■ SET TASK: Edit the rows below so that every occurrence of "tile above" becomes "tile provided", leaving all other text unchanged.

===== TASK MATERIAL

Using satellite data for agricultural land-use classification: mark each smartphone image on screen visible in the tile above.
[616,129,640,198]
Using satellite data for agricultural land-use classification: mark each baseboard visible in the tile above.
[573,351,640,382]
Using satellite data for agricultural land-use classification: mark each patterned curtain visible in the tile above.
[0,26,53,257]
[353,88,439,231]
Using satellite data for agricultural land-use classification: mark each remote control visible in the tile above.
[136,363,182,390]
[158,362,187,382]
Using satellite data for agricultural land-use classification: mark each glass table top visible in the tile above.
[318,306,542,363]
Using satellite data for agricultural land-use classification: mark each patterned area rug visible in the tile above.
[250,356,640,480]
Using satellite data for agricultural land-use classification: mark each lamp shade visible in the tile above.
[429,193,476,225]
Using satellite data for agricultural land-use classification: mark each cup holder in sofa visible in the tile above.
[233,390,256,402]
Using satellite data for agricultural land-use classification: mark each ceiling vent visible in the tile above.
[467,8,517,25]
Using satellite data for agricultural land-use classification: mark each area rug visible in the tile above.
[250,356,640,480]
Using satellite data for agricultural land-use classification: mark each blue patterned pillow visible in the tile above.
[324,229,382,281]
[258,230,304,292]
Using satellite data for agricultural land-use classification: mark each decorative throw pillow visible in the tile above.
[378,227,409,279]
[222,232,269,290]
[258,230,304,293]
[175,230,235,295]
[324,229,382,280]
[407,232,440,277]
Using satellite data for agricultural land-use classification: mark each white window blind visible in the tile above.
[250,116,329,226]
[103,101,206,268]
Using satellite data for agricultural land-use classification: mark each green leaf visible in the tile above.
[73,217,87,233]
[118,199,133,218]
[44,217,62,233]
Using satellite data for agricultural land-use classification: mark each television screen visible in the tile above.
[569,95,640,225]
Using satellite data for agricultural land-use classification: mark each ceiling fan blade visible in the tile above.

==========

■ REPLY:
Using satellite data for agricultural land-use classification: mark each smartphone image on screen visible in the tile provided.
[616,129,640,198]
Using satellite data for agricultural land-use classification: mark each baseboard visible in the tile provided.
[573,351,640,382]
Using satellite data for agricultural land-use classification: mark each patterned curtain visible in the tile provided.
[0,26,53,257]
[353,88,439,231]
Using satellite data for agricultural land-use classification: mark each remote control visible in the tile provided.
[136,363,182,390]
[158,362,187,382]
Using satellite data for agricultural land-use classification: mark each glass table top visible in the tile provided.
[318,306,542,363]
Using satellite data for agricultural land-use classification: mark each patterned area rug visible in the tile provided.
[250,356,640,480]
Using satellite data for agricultural land-use classification: mark each lamp shade visible in the tile provided.
[429,193,476,225]
Using satellite data for agricultural land-use classification: mark each cup holder in sofa visible in the tile provided.
[233,390,256,402]
Using satellite data for agricultural land-use classification: mark each ceiling vent visible in the tile provided.
[467,8,517,25]
Using satellite data for agricultural land-use classification: mark each area rug visible in the tile provided.
[250,356,640,480]
Using satellite data for agricultural land-use classification: mark each blue patterned pillow visible in the tile provided.
[324,229,382,281]
[258,230,304,292]
Using satellite data for agricultural land-use classification: mark each decorative throw pillow visible in the tile provided.
[378,227,409,279]
[222,232,269,290]
[258,230,304,293]
[175,230,235,295]
[324,229,382,280]
[407,232,440,277]
Using satellite data for agricultural land-use classification: mark each white window blind visible in the tile provided.
[250,116,329,226]
[103,101,206,268]
Using satellite data for agricultural land-use classification: mark each green leaf visible in the tile provided.
[73,217,87,233]
[118,199,133,218]
[44,217,62,233]
Using satellite data for agricultural land-use classification: mark each television screen visible in the tile provided.
[569,95,640,225]
Using satellite data for agricultural land-use classification: mark each ceiling fan blade visible in the tile provided.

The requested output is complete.